* **Task inputs**
# # #

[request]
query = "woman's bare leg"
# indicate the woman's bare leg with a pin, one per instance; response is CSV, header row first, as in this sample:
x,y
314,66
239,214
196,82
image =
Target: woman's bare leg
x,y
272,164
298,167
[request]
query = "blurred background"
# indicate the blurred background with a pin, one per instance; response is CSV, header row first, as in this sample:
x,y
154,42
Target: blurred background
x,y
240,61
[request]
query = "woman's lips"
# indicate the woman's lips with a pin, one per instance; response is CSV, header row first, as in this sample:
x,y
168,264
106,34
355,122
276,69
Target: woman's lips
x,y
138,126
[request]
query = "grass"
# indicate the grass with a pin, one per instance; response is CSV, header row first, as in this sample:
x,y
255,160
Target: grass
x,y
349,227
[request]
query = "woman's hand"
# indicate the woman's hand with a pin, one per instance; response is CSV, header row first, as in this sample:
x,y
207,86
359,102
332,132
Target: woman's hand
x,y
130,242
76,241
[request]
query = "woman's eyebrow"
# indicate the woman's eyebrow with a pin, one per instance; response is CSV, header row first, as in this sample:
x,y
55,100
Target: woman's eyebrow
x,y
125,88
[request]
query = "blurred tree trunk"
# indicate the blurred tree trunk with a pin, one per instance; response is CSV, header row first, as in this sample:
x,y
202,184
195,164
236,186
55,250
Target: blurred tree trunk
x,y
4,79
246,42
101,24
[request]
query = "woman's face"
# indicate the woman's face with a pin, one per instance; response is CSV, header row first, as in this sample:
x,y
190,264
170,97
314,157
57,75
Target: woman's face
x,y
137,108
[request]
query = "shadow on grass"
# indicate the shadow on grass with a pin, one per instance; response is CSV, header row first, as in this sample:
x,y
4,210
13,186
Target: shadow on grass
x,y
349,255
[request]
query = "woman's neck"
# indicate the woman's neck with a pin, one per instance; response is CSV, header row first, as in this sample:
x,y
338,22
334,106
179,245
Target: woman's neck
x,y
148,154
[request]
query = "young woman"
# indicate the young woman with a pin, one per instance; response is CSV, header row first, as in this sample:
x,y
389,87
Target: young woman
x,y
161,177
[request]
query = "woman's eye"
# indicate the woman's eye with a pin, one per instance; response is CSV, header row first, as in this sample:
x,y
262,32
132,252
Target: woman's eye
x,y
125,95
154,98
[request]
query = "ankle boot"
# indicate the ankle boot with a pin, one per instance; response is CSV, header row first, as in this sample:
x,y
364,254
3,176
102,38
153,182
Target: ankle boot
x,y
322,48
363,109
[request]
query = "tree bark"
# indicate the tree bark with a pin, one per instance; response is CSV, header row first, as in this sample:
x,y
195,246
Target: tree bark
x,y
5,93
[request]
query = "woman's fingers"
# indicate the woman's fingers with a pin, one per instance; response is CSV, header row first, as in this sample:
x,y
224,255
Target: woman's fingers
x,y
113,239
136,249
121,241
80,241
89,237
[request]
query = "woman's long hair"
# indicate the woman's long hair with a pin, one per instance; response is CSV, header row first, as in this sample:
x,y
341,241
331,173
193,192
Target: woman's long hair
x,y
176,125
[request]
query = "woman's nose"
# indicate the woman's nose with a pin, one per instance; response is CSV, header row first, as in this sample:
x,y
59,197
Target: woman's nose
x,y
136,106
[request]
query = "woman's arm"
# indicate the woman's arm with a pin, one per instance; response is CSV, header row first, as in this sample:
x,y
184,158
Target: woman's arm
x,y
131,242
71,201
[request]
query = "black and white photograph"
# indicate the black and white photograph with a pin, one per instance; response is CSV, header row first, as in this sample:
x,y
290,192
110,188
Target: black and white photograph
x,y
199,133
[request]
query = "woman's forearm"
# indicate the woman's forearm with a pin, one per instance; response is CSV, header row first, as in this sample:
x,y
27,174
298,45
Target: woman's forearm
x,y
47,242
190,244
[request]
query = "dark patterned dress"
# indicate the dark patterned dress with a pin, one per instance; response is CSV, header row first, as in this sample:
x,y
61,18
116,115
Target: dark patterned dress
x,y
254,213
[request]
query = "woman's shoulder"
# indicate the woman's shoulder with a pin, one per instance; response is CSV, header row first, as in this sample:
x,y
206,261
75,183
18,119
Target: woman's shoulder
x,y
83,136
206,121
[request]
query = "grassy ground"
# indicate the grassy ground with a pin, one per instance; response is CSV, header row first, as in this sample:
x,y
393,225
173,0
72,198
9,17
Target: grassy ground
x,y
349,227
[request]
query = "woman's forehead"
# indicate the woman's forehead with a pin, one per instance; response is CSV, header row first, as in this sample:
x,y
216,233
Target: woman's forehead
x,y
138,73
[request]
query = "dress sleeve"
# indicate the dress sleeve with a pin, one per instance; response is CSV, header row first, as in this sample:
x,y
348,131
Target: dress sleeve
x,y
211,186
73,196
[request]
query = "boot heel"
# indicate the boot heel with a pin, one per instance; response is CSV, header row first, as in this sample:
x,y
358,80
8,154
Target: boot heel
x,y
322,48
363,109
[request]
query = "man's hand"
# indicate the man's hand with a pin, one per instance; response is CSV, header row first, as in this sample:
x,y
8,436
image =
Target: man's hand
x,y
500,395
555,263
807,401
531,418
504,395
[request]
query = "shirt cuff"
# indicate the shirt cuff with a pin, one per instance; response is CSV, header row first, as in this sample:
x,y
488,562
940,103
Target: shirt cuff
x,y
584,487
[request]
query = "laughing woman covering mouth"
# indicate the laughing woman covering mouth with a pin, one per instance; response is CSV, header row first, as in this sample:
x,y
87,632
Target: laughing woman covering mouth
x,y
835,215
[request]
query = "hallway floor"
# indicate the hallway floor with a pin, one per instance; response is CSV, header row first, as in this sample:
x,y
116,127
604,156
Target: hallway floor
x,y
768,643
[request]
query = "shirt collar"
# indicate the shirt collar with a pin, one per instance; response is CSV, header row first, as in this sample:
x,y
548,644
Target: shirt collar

# # #

Every record must be transcribed exactly as written.

[request]
query = "woman's bare leg"
# indicate the woman's bare leg with a pin, one per instance; response is CSV, header row first, as in this sample:
x,y
314,66
239,214
196,82
image =
Target: woman's bare leg
x,y
272,164
298,167
[request]
query = "blurred background"
# indicate the blurred background with a pin, one per instance; response is CSV, header row first, as in this sample:
x,y
154,42
Target: blurred background
x,y
240,61
[request]
query = "woman's lips"
# indicate the woman's lips with a pin, one per instance; response is CSV, header row first, as in this sample:
x,y
168,264
106,34
355,122
276,69
Target: woman's lips
x,y
138,126
[request]
query = "grass"
# indicate the grass with a pin, one per instance; response is CSV, header row first, as in this sample:
x,y
255,160
Target: grass
x,y
349,227
[request]
query = "woman's hand"
# indicate the woman's hand with a pin, one per instance; response is CSV, header row first, as in this sample:
x,y
207,86
359,102
332,132
Target: woman's hand
x,y
130,242
76,241
[request]
query = "woman's eyebrow"
# indicate the woman's eyebrow with a pin, one per instance; response is CSV, header row first, as in this sample:
x,y
55,100
Target: woman's eyebrow
x,y
125,88
[request]
query = "blurred tree trunk"
# indicate the blurred tree trunk with a pin, one per instance; response is CSV, header row first, as in this sample:
x,y
202,184
195,164
236,186
55,250
Target: blurred tree trunk
x,y
4,79
246,42
101,24
[request]
query = "woman's face"
# indicate the woman's face with a pin, one per instance; response is CSV, header row first, as in this sample:
x,y
190,264
170,97
314,157
57,75
Target: woman's face
x,y
137,108
[request]
query = "shadow on grass"
# indicate the shadow on grass with a pin, one per instance; response is CSV, header row first, as in this sample:
x,y
4,210
13,186
Target: shadow on grass
x,y
349,255
[request]
query = "woman's neck"
# indicate the woman's neck with a pin, one per instance; response is CSV, header row first, as in this sample:
x,y
338,22
334,106
179,245
Target: woman's neck
x,y
148,154
[request]
query = "young woman"
# indicate the young woman with a pin, one per instance; response is CSV, header row first, as in this sample:
x,y
389,87
Target: young woman
x,y
161,177
[request]
query = "woman's eye"
# indicate the woman's eye with a pin, one per instance; response is CSV, header row first, as in this sample:
x,y
262,32
132,252
Target: woman's eye
x,y
125,95
154,98
[request]
query = "ankle boot"
# indicate the ankle boot with a pin, one per instance; response is CSV, header row first, as in this sample:
x,y
364,254
3,176
102,38
153,182
Target: ankle boot
x,y
322,48
363,109
[request]
query = "tree bark"
# indicate the tree bark with a pin, one per instance; response is CSV, header row first, as in this sample:
x,y
195,246
Target: tree bark
x,y
5,93
[request]
query = "woman's fingers"
# indicate the woman's fingers with a pin, one per instance; response is CSV, header row first, as in this sample:
x,y
224,255
Target: woman's fingers
x,y
113,239
136,249
121,241
80,241
89,237
[request]
query = "woman's long hair"
# indicate the woman's long hair with a pin, one per instance; response is CSV, header row first, as in this sample:
x,y
341,241
331,173
193,192
Target: woman's long hair
x,y
176,125
[request]
query = "woman's nose"
# indicate the woman's nose with a pin, one per instance; response is CSV, header row first, as in this sample:
x,y
59,197
Target: woman's nose
x,y
136,106
[request]
query = "woman's arm"
# indicate the woman's arm with a pin, one per instance; response is CSV, header row first, as in this sample:
x,y
184,158
Target: woman's arm
x,y
131,242
71,201
[request]
query = "black and white photograph"
# indicate the black and white photograph with a pin, one per instance; response is CSV, header row first, as in this sample:
x,y
290,192
110,188
Target: black and white photograph
x,y
199,133
[request]
query = "woman's forearm"
# indicate the woman's forearm with a pin, one per instance; response is CSV, header row first, as in this sample:
x,y
27,174
298,45
Target: woman's forearm
x,y
47,242
190,244
[request]
query = "dark patterned dress"
# indicate the dark patterned dress with a pin, one per instance; response is CSV, header row first, as in this sample:
x,y
61,18
116,115
Target: dark patterned dress
x,y
254,213
[request]
query = "woman's shoulder"
# indicate the woman's shoulder with a pin, one per instance; response is CSV, header row first, as in this sample:
x,y
206,261
75,183
18,119
Target: woman's shoulder
x,y
83,136
206,121
[request]
query = "grassy ground"
# indicate the grassy ground with a pin, one per instance; response is CSV, header row first, as in this sample:
x,y
393,225
173,0
72,198
9,17
Target: grassy ground
x,y
349,227
[request]
query = "woman's forehead"
# indicate the woman's forehead with a pin, one per instance; response is CSV, header row first, as in this sample:
x,y
216,233
Target: woman's forehead
x,y
138,73
[request]
query = "dress sleeve"
# indicate the dress sleeve with a pin, one per instance; response is CSV, header row first, as in this sample:
x,y
348,131
Target: dress sleeve
x,y
211,186
73,196
[request]
query = "boot heel"
# indicate the boot heel with a pin, one per instance; response is CSV, header row first, as in this sample:
x,y
358,80
8,154
Target: boot heel
x,y
322,48
363,109
[request]
query = "man's hand"
# indicate the man's hand with a pin, one per instance; response is CSV, header row first, as in this sample:
x,y
8,436
image =
Target: man's hand
x,y
500,395
555,263
807,401
531,418
504,395
[request]
query = "shirt cuff"
# indicate the shirt cuff with a pin, one per instance; response is CSV, header row first, as in this sample:
x,y
488,562
940,103
Target: shirt cuff
x,y
584,487
[request]
query = "laughing woman covering mouth"
# indicate the laughing woman covering mouth with a pin, one per instance; response is CSV, header row first, as in this sample:
x,y
87,632
Target: laughing woman covering mouth
x,y
835,215
[request]
query = "hallway floor"
# indicate the hallway floor with a pin, one per instance; response is CSV, header row first, as in this sample:
x,y
116,127
604,156
Target: hallway floor
x,y
768,643
[request]
query = "shirt collar"
# indicate the shirt collar with a pin, one per instance; response is CSV, header row first, as in this sample:
x,y
548,644
Target: shirt collar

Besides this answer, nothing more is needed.